━━━ Data excerpts
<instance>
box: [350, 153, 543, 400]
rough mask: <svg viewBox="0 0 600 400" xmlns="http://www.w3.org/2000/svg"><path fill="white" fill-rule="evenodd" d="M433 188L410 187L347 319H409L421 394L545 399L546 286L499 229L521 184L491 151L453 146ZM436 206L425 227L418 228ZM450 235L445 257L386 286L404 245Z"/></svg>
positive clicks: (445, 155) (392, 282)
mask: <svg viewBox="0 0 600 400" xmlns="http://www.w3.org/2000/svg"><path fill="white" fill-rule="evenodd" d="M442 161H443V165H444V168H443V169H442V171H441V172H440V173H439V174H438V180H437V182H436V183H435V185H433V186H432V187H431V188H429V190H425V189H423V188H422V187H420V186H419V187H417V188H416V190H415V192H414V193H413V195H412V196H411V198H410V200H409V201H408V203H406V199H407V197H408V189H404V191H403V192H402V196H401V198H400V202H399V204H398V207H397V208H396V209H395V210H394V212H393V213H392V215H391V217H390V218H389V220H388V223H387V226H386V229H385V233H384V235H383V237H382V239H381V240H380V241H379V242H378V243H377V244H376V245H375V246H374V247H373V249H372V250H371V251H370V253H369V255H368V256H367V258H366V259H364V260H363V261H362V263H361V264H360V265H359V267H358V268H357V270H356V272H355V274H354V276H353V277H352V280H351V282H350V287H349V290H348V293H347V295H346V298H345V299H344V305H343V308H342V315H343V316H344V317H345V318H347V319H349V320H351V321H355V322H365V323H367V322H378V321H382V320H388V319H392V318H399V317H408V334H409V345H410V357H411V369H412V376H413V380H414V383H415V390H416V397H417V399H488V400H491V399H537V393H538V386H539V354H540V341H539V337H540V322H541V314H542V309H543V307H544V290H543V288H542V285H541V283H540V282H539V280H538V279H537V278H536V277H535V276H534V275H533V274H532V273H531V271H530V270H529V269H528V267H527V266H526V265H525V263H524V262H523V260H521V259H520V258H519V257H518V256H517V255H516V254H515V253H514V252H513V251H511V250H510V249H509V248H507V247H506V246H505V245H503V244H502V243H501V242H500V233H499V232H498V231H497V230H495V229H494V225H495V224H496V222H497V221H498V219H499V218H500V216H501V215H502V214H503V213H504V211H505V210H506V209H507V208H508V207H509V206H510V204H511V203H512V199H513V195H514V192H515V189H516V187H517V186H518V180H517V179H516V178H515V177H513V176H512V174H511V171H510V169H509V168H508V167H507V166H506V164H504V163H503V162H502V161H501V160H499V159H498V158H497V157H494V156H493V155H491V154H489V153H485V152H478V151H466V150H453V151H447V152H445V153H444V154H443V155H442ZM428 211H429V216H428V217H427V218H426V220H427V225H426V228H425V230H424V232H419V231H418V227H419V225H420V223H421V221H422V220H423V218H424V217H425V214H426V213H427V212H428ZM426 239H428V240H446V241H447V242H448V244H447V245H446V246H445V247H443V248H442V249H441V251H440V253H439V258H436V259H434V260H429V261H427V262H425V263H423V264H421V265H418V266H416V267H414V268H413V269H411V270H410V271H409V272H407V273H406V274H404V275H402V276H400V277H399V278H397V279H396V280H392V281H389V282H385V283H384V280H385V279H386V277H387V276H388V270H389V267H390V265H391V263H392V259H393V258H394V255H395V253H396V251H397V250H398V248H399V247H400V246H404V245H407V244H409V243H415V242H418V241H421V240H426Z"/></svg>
━━━━━━
**How to complete this task:** Beginning at the line above with "box: [350, 153, 543, 400]" and finishing at the line with "rough mask: <svg", return each line exactly and return nothing else.

**Reply to the task:**
box: [350, 153, 543, 400]
rough mask: <svg viewBox="0 0 600 400" xmlns="http://www.w3.org/2000/svg"><path fill="white" fill-rule="evenodd" d="M433 188L410 187L347 319H409L421 394L545 399L546 286L499 229L521 184L491 151L453 146ZM436 206L425 227L418 228ZM450 235L445 257L386 286L404 245Z"/></svg>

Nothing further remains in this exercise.